YOUR TASK —
Find each line in the data below that contains the word "street" and copy those lines out in full.
━━━ LISTED ENTRIES ━━━
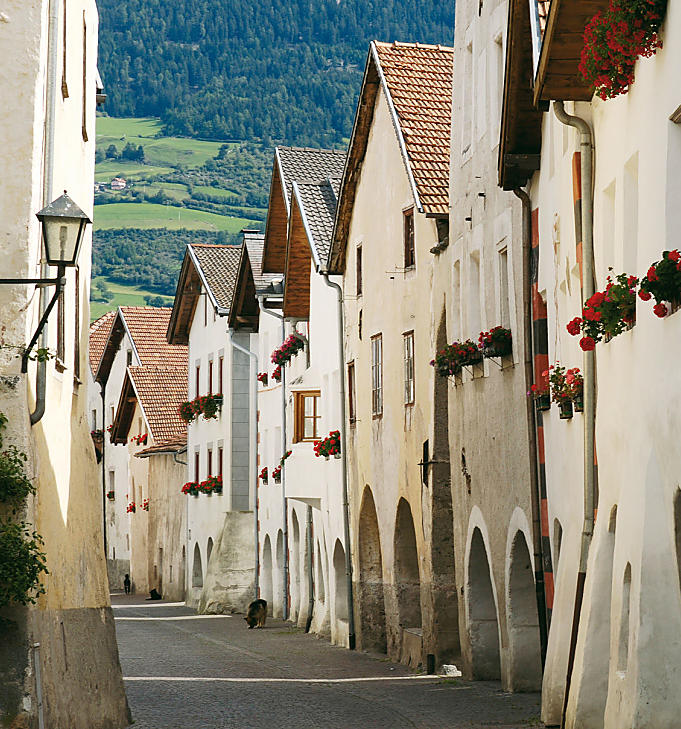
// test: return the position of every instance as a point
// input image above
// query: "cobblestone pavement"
(186, 671)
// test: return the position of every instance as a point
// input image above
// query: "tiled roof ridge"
(415, 44)
(312, 149)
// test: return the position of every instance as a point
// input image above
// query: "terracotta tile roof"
(419, 80)
(147, 326)
(219, 266)
(160, 391)
(99, 333)
(172, 445)
(303, 164)
(318, 201)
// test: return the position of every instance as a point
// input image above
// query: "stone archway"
(525, 672)
(370, 594)
(483, 626)
(197, 568)
(266, 590)
(339, 574)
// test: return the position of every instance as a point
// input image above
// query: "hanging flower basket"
(329, 446)
(289, 349)
(607, 313)
(663, 283)
(615, 39)
(497, 342)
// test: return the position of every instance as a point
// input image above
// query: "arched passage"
(341, 596)
(197, 569)
(482, 614)
(523, 623)
(279, 581)
(266, 591)
(370, 594)
(295, 567)
(407, 578)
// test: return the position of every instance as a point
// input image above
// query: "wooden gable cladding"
(276, 227)
(186, 300)
(298, 268)
(558, 77)
(353, 169)
(245, 310)
(520, 143)
(124, 412)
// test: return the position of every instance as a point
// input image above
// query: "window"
(409, 368)
(76, 336)
(377, 375)
(409, 254)
(359, 271)
(352, 396)
(308, 416)
(85, 81)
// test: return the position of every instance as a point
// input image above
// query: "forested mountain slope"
(252, 69)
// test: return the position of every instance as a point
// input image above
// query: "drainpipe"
(531, 423)
(254, 450)
(310, 574)
(344, 459)
(103, 390)
(277, 315)
(48, 177)
(586, 149)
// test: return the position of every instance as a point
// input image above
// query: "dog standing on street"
(257, 614)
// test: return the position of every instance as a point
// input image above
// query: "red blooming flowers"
(329, 446)
(289, 349)
(606, 313)
(663, 282)
(615, 39)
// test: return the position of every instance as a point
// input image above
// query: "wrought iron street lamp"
(63, 224)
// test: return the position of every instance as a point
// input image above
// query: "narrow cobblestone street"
(188, 671)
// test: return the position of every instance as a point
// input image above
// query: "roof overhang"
(520, 141)
(557, 74)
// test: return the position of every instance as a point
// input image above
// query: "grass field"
━━━
EXERCISE RESPONSE —
// query: "dog standing on street"
// query: "wrought iron street lamp"
// query: "narrow cobblestone street"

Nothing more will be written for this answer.